#### What to work on
Wherever "wheel" turns up in the entries, copy out the line that holds it.

#### Working data

========================================================================

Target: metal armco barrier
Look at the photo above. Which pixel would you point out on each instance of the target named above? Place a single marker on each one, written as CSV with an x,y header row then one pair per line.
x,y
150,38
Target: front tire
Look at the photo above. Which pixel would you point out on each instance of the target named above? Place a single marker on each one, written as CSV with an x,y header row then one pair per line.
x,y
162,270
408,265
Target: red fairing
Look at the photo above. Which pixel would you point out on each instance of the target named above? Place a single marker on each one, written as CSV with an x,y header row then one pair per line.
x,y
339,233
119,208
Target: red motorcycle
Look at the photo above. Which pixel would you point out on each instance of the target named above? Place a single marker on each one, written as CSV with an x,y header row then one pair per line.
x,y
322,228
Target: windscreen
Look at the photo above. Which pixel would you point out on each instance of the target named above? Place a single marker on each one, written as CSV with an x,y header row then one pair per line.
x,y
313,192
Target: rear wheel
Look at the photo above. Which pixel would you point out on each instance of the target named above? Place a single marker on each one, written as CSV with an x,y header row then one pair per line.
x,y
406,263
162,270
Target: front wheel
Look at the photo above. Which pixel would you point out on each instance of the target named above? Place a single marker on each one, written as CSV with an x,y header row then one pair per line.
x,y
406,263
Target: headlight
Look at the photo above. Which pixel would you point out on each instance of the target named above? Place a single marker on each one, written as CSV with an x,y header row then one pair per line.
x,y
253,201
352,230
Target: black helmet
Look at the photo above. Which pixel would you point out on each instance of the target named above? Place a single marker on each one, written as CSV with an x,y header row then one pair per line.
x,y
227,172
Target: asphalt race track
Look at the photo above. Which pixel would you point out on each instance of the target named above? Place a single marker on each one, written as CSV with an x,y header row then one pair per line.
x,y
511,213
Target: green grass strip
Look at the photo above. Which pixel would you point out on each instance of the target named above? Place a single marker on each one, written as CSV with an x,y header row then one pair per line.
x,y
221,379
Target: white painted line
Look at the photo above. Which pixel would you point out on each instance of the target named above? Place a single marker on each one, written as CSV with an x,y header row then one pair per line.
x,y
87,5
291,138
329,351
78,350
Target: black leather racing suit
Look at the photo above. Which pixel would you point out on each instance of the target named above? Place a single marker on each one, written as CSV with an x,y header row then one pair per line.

========================================================================

#### Result of this exercise
Target: rear wheel
Target: front wheel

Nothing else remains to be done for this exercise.